━━━━━ SOURCE DOCUMENT ━━━━━
1. Field of the Invention
Aspects of the present disclosure are directed to dishwashing appliances and, more particularly, to a filtration system for a dishwashing appliance, and an associated apparatus and method.
2. Description of Related Art
The effectiveness of a dishwasher may often be directly related to conditions associated with the washing fluid used thereby. Generally, a dishwasher implements a gravity-fed sump assembly for receiving washing fluid from a house source, from which the washing fluid is circulated by a circulation pump through various spray arms or other fluid-distribution provisions of the dishwasher for removing soils from the dishware disposed therein. After removing the soils and other debris from the dishware, the washing fluid is typically directed through a series of straining/filtering mechanisms associated with the sump assembly prior to being re-circulated through the hydraulic system of the dishwasher.
In some instances, one such straining/filtering mechanism associated with the sump assembly incorporates a drain chamber which acts as a buffer volume for soils-laden washing fluid prior to such washing fluid being pumped out of the dishwasher during a drain cycle performed by the dishwasher. In some instances, the drain chamber may be a so-called “still chamber” where the collected soils are allowed to settle out in the drain chamber. In such instances, the “still chamber” configuration avoids such soils being broken down by washing fluid turbulence/motion and subsequently dispersing back into the circulated washing fluid.
However, in some instances, the dishwasher may also implement a macerator chamber housing a rotating macerator device to chop and break down food soils, though such a macerator chamber may be disposed opposite the drain chamber from the house drain (i.e. the macerator chamber may be fluidly disposed prior to the drain chamber from the house drain). As such, in those instances, the spinning macerator blade and its supporting shaft may create turbulence in the soils-laden washing fluid within the macerator chamber, and this turbulence may, in turn, affect food soils in the drain chamber. As a result, the turbulence may cause the food soils to be driven into the drain chamber and/or expelled from the drain chamber through fluid pathways. To the extent that the food soils are undesirably expelled from the drain chamber and/or macerator chamber, such food soils may undesirably be driven back into the clean, re-circulating washing fluid and eventually onto the dishware disposed within the dishwasher.
Thus, there exists a need for a filtration system and method for permitting a flow (or overflow) of the soils-laden washing fluid with respect to the drain chamber of a dishwasher, the soils-laden washing fluid being received from the macerator chamber of the dishwasher, so as to contain the food soils and contaminants within the drain chamber while facilitating the necessary washing fluid level in the washing fluid circulation system, without re-introducing such food soils/contaminants back into the washing fluid circulation system, and prior to the soils being pumped out of the drain chamber, and out of the dishwasher, during the drain cycle.
━━━━━ INFORMATION SUPPLIED ━━━━━
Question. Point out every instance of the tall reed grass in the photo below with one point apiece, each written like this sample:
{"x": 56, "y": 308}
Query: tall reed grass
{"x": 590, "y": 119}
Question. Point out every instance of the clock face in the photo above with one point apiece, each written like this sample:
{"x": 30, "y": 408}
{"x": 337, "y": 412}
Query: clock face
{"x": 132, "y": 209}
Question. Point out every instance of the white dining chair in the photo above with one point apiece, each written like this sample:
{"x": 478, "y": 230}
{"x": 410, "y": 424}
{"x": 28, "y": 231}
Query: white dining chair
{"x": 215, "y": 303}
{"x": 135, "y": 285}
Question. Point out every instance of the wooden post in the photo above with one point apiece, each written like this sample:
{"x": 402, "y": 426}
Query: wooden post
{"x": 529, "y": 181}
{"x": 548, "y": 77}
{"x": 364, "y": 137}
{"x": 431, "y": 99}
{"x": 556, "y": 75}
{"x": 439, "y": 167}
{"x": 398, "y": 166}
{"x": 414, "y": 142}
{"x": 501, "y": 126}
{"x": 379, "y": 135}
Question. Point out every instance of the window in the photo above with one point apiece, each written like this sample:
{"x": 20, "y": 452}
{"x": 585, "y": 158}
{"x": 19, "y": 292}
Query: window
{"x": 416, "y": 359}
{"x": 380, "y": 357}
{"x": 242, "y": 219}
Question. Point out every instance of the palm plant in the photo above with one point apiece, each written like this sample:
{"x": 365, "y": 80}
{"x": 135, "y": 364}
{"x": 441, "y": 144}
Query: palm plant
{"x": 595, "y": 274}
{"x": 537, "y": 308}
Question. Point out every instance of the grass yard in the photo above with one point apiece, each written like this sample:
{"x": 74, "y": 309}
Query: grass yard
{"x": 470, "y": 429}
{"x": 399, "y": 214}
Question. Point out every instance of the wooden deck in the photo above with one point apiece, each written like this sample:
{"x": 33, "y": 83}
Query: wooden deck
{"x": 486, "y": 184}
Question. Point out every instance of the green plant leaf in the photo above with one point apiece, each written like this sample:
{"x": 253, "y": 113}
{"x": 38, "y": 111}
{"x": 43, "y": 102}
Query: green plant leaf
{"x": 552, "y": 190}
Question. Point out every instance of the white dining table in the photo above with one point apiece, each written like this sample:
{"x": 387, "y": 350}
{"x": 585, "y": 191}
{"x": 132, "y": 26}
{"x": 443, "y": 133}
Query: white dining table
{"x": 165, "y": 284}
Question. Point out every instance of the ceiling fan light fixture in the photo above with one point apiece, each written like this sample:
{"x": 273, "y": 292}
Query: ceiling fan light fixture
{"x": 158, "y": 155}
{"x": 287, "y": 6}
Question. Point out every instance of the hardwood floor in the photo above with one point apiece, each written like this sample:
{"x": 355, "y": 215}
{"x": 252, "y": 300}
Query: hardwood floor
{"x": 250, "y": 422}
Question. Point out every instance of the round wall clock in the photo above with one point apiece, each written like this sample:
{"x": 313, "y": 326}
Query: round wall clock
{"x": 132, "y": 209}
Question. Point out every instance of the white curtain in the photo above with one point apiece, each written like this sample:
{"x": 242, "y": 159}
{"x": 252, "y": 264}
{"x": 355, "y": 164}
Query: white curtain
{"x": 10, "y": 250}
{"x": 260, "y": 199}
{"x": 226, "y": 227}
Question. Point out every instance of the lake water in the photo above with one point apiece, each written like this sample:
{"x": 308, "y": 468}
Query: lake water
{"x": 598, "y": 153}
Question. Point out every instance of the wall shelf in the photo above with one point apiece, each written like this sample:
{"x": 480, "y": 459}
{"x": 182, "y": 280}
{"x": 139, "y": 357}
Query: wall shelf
━━━━━
■ WRITTEN EXERCISE
Answer these questions from the dishwasher filtration text:
1. Where does the gravity-fed sump assembly receive washing fluid from?
2. What is a drain chamber called when the collected soils are allowed to settle out in it?
3. What creates turbulence in the soils-laden washing fluid within the macerator chamber?
The entries are separate material from the dishwasher filtration text.

■ FINAL ANSWER
1. From a house source.
2. A "still chamber."
3. The spinning macerator blade and its supporting shaft.